#### ЗАДАНИЯ
A. Повторите часть фрагмента о поездках на гонки, начиная со слов «Естественно, мы с» и до слов «в Брендс Хетч.» включительно.
B. Почему, согласно фрагменту о поездках на гонки, рассказчику больше нравилось ездить в Сильверстоун, чем в Брендс Хетч? Ответьте в одном–трех предложениях.

Естественно, мы с отцом частенько вместе ездили на гонки. Регулярно бывали в Киркстоуне, местной трассе в двадцати минутах езды от нашего дома, а также «плавали на тот берег», чтобы добраться до шотландского Инглистона и Крофта в графстве Дюрхэм. Самым ярким событием было посещение Гран При Великобритании, и наши летние каникулы строились вокруг этого. Мы навещали наших двоюродных братьев, живших в Дюрхэме, а затем направлялись либо в Сильверстоун, либо в Брендс Хетч.

Мне больше нравилось ездить в Сильверстоун, потому что попасть на Брендс Хетч было куда труднее! Я никогда не платил за то, чтобы пройти на Гран При. Однажды пара полицейских застигла меня и моего двоюродного братца за тем, что мы раскапывали дыру под оградой трассы Брендс Хетч. Они сказали, чтобы мы шли куда подальше, но затем, когда они ушли с места происшествия раньше нас, мы приняли это, как разрешение продолжать наши действия!

#### МАТЕРИАЛ
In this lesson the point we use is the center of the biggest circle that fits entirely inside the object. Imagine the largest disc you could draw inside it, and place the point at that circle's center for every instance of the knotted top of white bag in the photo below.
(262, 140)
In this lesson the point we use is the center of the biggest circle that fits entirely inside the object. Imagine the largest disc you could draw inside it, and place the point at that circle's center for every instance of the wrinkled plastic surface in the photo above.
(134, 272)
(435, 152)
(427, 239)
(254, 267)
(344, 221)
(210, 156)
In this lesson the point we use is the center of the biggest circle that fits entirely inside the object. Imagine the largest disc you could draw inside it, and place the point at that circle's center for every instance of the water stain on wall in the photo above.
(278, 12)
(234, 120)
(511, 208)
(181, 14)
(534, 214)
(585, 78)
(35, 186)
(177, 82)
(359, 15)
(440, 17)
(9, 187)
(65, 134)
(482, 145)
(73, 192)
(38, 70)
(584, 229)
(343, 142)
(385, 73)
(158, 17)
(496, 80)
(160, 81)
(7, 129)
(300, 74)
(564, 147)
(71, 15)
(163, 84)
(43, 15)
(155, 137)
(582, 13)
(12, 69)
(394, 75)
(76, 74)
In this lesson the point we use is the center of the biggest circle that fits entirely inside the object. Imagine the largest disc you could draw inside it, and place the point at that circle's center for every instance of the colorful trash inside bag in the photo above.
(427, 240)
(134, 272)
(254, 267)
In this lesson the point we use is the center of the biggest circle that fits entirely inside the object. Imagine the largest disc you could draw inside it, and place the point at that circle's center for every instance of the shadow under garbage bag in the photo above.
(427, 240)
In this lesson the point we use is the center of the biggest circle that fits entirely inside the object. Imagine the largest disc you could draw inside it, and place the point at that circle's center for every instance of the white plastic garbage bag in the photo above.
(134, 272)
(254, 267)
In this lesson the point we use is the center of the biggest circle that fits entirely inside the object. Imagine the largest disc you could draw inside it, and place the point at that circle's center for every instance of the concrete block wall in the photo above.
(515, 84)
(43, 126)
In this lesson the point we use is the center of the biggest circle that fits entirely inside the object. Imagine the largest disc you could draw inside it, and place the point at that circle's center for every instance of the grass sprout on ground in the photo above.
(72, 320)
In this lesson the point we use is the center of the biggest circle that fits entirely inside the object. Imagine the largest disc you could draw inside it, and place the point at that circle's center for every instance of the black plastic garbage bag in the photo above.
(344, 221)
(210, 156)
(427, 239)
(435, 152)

#### ОТВЕТЫ К ЗАДАНИЯМ
A.
Естественно, мы с отцом частенько вместе ездили на гонки. Регулярно бывали в Киркстоуне, местной трассе в двадцати минутах езды от нашего дома, а также «плавали на тот берег», чтобы добраться до шотландского Инглистона и Крофта в графстве Дюрхэм. Самым ярким событием было посещение Гран При Великобритании, и наши летние каникулы строились вокруг этого. Мы навещали наших двоюродных братьев, живших в Дюрхэме, а затем направлялись либо в Сильверстоун, либо в Брендс Хетч.

B. Попасть на Брендс Хетч было куда труднее, поэтому рассказчику больше нравилось ездить в Сильверстоун.